PROBLEM TO SOLVE |
The result should be the listing below restated word for word, with images left out.
•••
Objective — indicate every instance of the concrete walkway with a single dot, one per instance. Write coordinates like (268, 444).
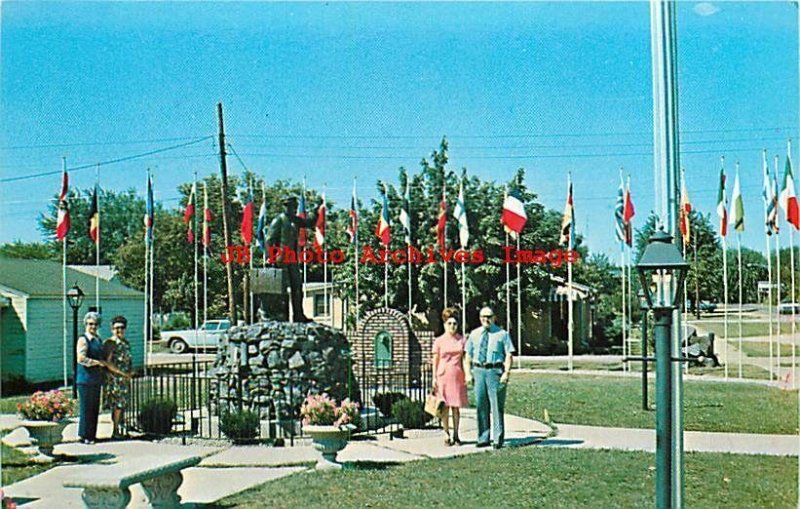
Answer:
(225, 471)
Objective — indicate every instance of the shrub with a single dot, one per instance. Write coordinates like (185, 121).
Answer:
(157, 415)
(240, 426)
(47, 406)
(385, 400)
(411, 414)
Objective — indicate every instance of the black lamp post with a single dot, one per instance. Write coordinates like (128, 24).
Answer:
(645, 308)
(662, 270)
(75, 298)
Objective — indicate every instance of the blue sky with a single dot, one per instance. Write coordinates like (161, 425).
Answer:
•••
EXERCISE ANSWER |
Objective — indicate every instance of the concrete walkway with a single dot, one per instance. Write coordinates like (268, 444).
Answer:
(225, 471)
Objective — indicate every instance of the shrub with a single dot, one per instance. Write coordinates like (185, 121).
Answer:
(157, 415)
(240, 426)
(47, 406)
(385, 400)
(411, 414)
Objective — indicate every instance of the black lamp post with a single dot, one per instance. Write coordinates like (128, 24).
Answer:
(645, 308)
(662, 270)
(75, 298)
Objective — indicate every instance of the blue sky with a single dot, one per instance. Write coordinates like (161, 425).
Answer:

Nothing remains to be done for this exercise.